── Excerto do documento

Fechado o capítulo do orçamento do Estado, esta sexta-feira, e quando a Assembleia da República avança para a discussão das propostas de revisão constitucional, o PS avisa o PSD de que está indisponível para um processo de mudança “radical do texto” da Lei Fundamental.
Segundo o deputado socialista Pedro Delgado Alves, apesar de haver “um dos maiores consensos” dentro do partido de que esta não seria a altura ideal para levar a cabo tal iniciativa, o PS quer aproveitar o momento para “melhorias desejáveis em matérias de direitos fundamentais e de alguma jurisprudência que o Tribunal Constitucional tem achado problemática”.
Caso o PSD decida abandonar o barco, tendo em conta que Luís Montenegro já mostrou indisponibilidade para se sentar à mesa com o PS para discutir “poucochinho”, o socialista lê nisso a prova que os sociais-democratas fizeram mal em ir atrás do Chega – que deu o pontapé de saída para um processo de revisão da Constituição. “Se o PSD disser ‘não jogamos mais’, revelará que se precipitou quando decidiu embarcar no processo de revisão constitucional do Chega”, admitiu, salientando que se o partido liderado por Luís Montenegro “estiver de boa fé, não haverá um processo de mini revisão constitucional”.

────

Instrução 1 - Devolva todas as linhas dos registos que contêm a palavra "clicks".

── Material da tarefa

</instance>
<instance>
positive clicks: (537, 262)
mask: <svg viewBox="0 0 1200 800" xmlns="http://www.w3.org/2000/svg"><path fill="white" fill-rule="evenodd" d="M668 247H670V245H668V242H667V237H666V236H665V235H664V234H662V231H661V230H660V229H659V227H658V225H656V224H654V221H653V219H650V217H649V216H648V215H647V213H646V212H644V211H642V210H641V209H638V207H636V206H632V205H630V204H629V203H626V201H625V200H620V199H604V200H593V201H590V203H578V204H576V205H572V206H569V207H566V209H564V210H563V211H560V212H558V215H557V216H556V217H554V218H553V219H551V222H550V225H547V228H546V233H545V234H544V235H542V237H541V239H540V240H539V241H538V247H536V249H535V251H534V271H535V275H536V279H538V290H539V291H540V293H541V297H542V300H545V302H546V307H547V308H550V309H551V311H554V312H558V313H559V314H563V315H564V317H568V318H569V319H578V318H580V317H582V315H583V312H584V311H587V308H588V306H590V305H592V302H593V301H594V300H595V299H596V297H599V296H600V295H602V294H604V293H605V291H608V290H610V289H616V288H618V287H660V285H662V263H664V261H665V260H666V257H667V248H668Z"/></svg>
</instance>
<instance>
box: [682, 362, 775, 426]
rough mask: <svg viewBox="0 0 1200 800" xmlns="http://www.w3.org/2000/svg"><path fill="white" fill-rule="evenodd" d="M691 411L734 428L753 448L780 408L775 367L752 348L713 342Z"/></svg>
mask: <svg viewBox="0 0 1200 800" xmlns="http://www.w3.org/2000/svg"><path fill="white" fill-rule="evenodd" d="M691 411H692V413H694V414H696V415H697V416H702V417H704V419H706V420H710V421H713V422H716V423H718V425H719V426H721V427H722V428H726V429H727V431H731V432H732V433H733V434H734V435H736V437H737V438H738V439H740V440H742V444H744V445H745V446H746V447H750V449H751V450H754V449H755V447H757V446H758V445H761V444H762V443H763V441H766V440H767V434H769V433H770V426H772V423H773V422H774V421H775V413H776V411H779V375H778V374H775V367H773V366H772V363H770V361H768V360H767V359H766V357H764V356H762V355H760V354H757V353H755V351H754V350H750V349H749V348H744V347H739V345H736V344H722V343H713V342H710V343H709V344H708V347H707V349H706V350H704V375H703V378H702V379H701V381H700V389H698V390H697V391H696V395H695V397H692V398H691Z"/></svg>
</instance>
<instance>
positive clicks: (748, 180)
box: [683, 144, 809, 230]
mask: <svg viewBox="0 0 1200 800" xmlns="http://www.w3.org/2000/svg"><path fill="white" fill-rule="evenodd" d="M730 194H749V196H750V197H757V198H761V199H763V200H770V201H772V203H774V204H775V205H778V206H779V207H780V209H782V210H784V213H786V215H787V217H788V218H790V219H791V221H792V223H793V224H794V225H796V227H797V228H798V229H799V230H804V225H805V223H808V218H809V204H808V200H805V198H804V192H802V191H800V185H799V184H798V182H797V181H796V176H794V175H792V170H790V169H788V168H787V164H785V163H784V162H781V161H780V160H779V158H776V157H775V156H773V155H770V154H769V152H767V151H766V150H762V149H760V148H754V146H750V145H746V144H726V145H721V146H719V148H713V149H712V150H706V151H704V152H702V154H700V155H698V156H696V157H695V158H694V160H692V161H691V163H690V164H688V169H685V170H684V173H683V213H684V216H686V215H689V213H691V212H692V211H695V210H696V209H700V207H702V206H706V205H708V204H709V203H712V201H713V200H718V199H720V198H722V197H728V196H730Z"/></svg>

────

Instrução 2 -
Responda com base no excerto sobre a revisão constitucional:
(a) Em que dia se fechou o capítulo do orçamento do Estado?
(b) Que cargo ocupa Pedro Delgado Alves?
(c) Que partido deu o pontapé de saída para o processo de revisão da Constituição?

Resultado 1 -
positive clicks: (537, 262)
positive clicks: (748, 180)

Resultado 2 -
(a) Na sexta-feira.
(b) É deputado socialista.
(c) O Chega.